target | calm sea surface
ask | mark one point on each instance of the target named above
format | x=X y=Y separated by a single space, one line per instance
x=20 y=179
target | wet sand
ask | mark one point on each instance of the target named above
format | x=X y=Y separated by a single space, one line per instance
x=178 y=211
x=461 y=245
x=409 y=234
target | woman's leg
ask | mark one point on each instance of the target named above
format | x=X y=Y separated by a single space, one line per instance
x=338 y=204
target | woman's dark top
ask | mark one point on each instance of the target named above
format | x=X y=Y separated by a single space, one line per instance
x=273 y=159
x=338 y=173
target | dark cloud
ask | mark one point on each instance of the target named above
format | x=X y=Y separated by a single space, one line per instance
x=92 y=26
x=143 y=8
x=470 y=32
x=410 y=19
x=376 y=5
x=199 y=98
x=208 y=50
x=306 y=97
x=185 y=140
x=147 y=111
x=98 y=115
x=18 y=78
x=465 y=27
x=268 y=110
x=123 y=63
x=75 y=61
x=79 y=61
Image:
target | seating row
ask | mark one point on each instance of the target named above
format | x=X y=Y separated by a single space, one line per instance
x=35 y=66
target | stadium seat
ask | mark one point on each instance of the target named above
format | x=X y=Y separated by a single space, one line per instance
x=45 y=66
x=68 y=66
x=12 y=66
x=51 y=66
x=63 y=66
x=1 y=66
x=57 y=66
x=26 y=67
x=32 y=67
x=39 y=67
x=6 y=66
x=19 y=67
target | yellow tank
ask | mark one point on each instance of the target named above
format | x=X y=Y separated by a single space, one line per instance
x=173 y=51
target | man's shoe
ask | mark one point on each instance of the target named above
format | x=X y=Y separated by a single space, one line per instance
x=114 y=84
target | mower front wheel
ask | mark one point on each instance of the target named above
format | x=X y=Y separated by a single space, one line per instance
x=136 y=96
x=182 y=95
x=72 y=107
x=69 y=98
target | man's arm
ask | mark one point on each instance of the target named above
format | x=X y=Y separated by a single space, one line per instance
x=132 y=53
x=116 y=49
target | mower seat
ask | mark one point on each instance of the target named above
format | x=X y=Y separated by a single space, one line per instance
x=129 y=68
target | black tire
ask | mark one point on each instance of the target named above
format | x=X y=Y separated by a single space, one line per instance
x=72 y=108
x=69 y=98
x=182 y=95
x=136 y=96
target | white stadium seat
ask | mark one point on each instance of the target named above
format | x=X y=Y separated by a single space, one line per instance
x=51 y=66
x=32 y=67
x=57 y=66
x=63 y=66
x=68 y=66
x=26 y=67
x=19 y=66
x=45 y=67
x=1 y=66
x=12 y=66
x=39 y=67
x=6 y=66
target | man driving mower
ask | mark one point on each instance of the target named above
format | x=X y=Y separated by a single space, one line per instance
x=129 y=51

▸ WORK TO BE COMPLETED
Please give again only the lines from the start of the material through the line holding "target | woman's leg", exactly as they are written.

▸ RESULT BELOW
target | calm sea surface
ask | mark one point on each instance of the target named above
format | x=X y=Y separated by a single space, one line per instance
x=20 y=179
target | wet sand
ask | mark one point on each instance of the target named above
format | x=X y=Y separated by a single space, one line per instance
x=178 y=211
x=461 y=245
x=409 y=234
target | woman's leg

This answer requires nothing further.